カルノよ~、
秘かに忍んで、
私に寄り添って、
寝ていくがよい~、
カルノよ~

歌い手:木梨之軽王(きなしのかるのみこ=カルミコ)
出 典:同母兄妹、禁断の情事 皇位を追われ、伊予に流されて心中する兄妹ふたり
章立て:16.允恭天皇

木梨之軽王(きなしのかるのみこ=カルミコ)縦480px允恭天皇の皇太子カルミコが、同母妹の軽大郎女(かるのおおいらつめ=カルノ)と同母兄妹間の禁断の情事に耽り、人心を失うと、不安になって臣下の大前小前宿禰大臣(おおまえこまえのすくねのおおおみ)の邸に逃げ込みますが、ふたりの同母兄妹でもある対抗馬・穴穂御子(あなほのみこ)が兵を連れて、邸を包囲したので、ビビった大前小前に裏切られて、大前小前によって捕縛され穴穂御子の前に突き出されます。

その時に歌った歌の二首目がこれです。

一首目もカルノに呼びかける歌で、あんまり悲しんで泣いちゃうと二人の仲がばれちゃうよ~、と、事ここに至った時の歌としては少しKY的なものとなっていますが、この二首目はその意味ではまあ、まだ意味が通じるものとなっています。

......

_作業内容:_
[1] 木梨之軽王の歌についての本文に名前が出てくる人物を、すべて挙げよ。
[2] 木梨之軽王の歌についての本文から、「歌い手:木梨之軽王(きなしのかるのみこ=カルミコ)」から「穂御子の前に突き出されます。」までを一字も変えずに書き写せ。

_データ抜粋:_
......

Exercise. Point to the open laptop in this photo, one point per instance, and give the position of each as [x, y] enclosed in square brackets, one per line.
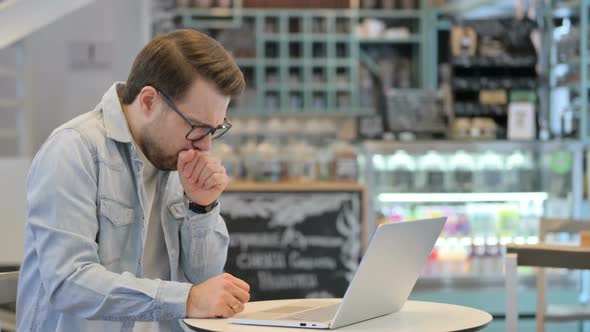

......

_結果一覧:_
[1] 木梨之軽王(カルミコ)、軽大郎女(カルノ)、允恭天皇、大前小前宿禰大臣、穴穂御子

[2]
歌い手:木梨之軽王(きなしのかるのみこ=カルミコ)
出 典:同母兄妹、禁断の情事 皇位を追われ、伊予に流されて心中する兄妹ふたり
章立て:16.允恭天皇

木梨之軽王(きなしのかるのみこ=カルミコ)縦480px允恭天皇の皇太子カルミコが、同母妹の軽大郎女(かるのおおいらつめ=カルノ)と同母兄妹間の禁断の情事に耽り、人心を失うと、不安になって臣下の大前小前宿禰大臣(おおまえこまえのすくねのおおおみ)の邸に逃げ込みますが、ふたりの同母兄妹でもある対抗馬・穴穂御子(あなほのみこ)が兵を連れて、邸を包囲したので、ビビった大前小前に裏切られて、大前小前によって捕縛され穴穂御子の前に突き出されます。